POLICE yesterday denied that some senior Government officials were abusing
the force.

A report presented in Parliament last week by the chairman of the
Parliamentary Committee on Defence and Home Affairs Cde Saviour Kasukuwere
alleged that some senior Government officials were abusing police officers
by having them guard their farms.

But police spokesman Superinte-ndent Oliver Mandipaka said this was not
accurate and that no verification was sought from the police before the
report was presented in Parliament.

Supt Mandipaka said the police does not supply farm guards to Government
officials.

"Of late it has to be appreciated that some members of the disbanded Police
Constabulary took up employment as guards where upon they performed these
duties in police uniform," Supt Mandipaka said.

He said Government officials who employ these people meet their salary.

"There is also nothing sinister for those other Government officials who
have employed members of the Neighbourhood Watch Committee to guard their
properties for as long as there is consultation and police authorities have
sanctioned such arrangements," he said.

Supt Mandipaka said when the police constabularies provide guard duties, it
complements police efforts and enhances the community policing philosophy
recently adopted by the police.

Cde Kasukuwere had also said the police force must avoid creating
departments whose functions were a duplication of existing ones.

He said that departments such as Police Internal Security Intelligence
(PISI), Commercial Crime Unit (CCU) and Criminal Investigations Unit played
the same role. Supt Mandipaka said when they form a new department it is
done in a very formal way.

◆ Dataset excerpts
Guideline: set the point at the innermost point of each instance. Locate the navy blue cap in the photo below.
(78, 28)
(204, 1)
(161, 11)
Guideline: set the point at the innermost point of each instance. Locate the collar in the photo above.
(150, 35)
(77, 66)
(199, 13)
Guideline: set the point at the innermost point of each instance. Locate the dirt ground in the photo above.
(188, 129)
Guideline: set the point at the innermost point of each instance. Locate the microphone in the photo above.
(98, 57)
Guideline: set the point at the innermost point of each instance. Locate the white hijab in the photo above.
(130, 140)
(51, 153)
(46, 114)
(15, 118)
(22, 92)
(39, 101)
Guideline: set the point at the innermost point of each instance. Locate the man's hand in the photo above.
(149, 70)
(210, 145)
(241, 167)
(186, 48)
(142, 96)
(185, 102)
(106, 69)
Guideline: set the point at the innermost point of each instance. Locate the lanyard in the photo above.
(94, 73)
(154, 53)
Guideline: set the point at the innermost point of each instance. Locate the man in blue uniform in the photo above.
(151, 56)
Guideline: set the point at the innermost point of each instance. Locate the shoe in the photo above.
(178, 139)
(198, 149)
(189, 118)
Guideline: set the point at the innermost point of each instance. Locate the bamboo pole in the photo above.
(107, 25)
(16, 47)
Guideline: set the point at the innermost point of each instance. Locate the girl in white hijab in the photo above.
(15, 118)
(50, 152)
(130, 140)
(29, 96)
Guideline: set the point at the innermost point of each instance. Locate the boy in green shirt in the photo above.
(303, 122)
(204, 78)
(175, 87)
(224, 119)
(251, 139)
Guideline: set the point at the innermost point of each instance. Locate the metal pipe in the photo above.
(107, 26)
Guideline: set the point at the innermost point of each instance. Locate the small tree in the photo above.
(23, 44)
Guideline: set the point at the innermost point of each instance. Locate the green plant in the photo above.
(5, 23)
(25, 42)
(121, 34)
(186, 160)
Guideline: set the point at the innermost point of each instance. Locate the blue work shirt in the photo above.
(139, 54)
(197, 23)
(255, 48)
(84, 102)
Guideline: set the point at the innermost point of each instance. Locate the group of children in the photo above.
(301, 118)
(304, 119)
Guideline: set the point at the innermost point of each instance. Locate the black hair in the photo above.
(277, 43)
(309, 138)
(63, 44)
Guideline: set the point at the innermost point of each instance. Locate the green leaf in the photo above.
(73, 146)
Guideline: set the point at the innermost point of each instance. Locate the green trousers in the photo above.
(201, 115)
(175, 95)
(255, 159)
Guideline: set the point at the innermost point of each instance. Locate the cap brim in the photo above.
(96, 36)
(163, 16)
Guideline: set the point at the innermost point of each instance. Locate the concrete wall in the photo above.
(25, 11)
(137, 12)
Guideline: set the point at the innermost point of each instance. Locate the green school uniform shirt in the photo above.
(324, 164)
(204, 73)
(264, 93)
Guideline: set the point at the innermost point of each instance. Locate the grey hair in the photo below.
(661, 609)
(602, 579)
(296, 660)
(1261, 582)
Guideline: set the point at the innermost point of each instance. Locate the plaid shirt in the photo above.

◆ What is asked
Write out, word for word, the portion of the police farm guards article starting at "But police spokesman" and ending at "Supt Mandipaka said.".

◆ Response
But police spokesman Superinte-ndent Oliver Mandipaka said this was not
accurate and that no verification was sought from the police before the
report was presented in Parliament.

Supt Mandipaka said the police does not supply farm guards to Government
officials.

"Of late it has to be appreciated that some members of the disbanded Police
Constabulary took up employment as guards where upon they performed these
duties in police uniform," Supt Mandipaka said.